● **Stated problem**: Return every line of the entries below that contains the word "kitchen". Case counts.

● **Data**:

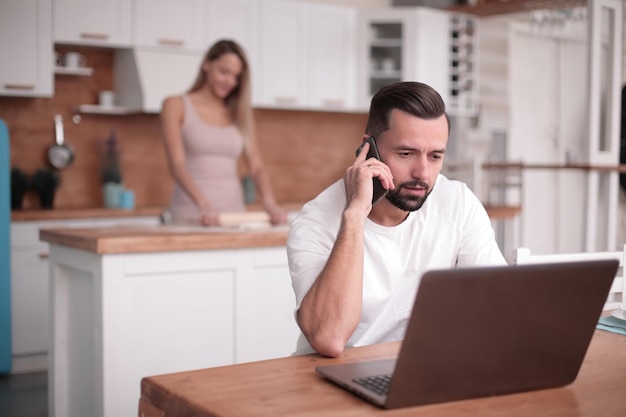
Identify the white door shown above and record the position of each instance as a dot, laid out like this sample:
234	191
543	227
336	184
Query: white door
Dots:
605	84
547	123
92	22
281	54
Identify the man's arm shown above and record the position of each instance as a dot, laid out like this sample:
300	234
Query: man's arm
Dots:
331	310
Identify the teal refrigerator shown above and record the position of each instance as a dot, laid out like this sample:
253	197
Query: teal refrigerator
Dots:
5	251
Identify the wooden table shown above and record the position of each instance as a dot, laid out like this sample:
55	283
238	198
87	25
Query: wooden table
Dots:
290	387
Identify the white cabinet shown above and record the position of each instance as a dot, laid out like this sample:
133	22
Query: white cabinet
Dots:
26	48
420	44
281	54
121	317
307	54
330	39
169	24
236	20
93	22
29	287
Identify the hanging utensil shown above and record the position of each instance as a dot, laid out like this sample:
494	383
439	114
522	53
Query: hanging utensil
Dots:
60	155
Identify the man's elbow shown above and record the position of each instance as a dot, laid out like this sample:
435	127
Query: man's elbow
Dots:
327	347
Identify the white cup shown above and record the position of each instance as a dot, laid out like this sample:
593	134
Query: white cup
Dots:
74	60
106	98
388	65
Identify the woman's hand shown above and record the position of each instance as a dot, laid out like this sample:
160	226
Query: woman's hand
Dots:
209	217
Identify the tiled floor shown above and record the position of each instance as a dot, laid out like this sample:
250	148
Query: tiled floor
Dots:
24	395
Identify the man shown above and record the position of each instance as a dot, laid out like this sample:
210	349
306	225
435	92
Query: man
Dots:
355	267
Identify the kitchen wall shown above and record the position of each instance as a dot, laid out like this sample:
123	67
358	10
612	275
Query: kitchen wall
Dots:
304	151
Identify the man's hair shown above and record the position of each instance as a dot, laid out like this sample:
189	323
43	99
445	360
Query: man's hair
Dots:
415	98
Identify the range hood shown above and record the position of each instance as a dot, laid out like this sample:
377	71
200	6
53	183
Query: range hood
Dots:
144	77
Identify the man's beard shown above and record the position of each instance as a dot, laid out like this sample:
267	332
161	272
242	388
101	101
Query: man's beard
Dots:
408	203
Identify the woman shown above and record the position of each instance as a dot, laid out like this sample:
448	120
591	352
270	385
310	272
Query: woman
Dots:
205	132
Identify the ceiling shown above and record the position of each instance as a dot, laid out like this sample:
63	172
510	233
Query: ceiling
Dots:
485	8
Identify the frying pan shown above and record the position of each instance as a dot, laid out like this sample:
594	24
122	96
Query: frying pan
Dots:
60	155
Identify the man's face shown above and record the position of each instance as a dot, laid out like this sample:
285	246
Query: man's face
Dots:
413	148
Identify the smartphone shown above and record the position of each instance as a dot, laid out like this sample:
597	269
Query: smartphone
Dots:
379	191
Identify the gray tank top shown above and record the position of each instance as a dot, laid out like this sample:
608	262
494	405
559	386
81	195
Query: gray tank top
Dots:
211	156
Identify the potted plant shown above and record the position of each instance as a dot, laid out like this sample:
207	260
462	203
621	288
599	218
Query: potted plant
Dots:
111	173
45	182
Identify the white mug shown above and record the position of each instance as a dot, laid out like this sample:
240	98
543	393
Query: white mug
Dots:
74	60
58	59
106	98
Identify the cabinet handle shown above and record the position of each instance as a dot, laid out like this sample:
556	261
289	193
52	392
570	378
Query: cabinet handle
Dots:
333	103
286	100
171	42
90	35
19	86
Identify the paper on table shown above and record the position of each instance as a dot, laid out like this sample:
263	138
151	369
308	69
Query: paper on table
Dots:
612	324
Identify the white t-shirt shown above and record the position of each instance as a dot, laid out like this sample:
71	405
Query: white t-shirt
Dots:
452	229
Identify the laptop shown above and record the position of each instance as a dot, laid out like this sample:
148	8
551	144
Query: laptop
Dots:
484	331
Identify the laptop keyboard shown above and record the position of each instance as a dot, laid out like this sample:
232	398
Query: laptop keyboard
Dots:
377	383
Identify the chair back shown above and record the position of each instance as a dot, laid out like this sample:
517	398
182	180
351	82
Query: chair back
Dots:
616	294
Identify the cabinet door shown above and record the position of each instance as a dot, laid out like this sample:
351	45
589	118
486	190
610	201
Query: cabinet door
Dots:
266	326
383	48
93	22
169	23
281	54
29	300
236	20
26	48
330	56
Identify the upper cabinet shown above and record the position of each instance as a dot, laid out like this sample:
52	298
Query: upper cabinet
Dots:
236	20
303	65
175	24
93	22
26	48
281	53
420	44
330	57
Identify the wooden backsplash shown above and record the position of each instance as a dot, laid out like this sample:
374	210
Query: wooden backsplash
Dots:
303	151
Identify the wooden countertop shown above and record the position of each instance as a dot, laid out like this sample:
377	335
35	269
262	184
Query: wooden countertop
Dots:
141	239
583	167
290	386
82	213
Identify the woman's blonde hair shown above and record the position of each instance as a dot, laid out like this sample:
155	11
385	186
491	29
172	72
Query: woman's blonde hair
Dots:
238	101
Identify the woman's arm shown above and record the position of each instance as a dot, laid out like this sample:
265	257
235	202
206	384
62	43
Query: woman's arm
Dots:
262	182
172	115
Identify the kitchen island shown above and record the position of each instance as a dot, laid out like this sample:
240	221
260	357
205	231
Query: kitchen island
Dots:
128	302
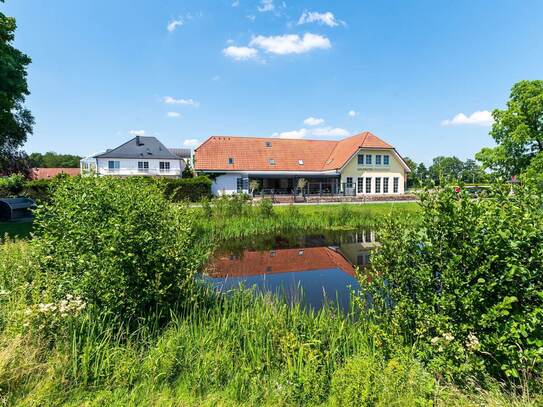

● **Exercise answer**:
Identify the kitchen wall shown above and record the position of each instance as a dot, laid out like this sample:
Query: kitchen wall
Identify the kitchen island shown above and record the position of each instance as a dot, laid out like this sample:
Query: kitchen island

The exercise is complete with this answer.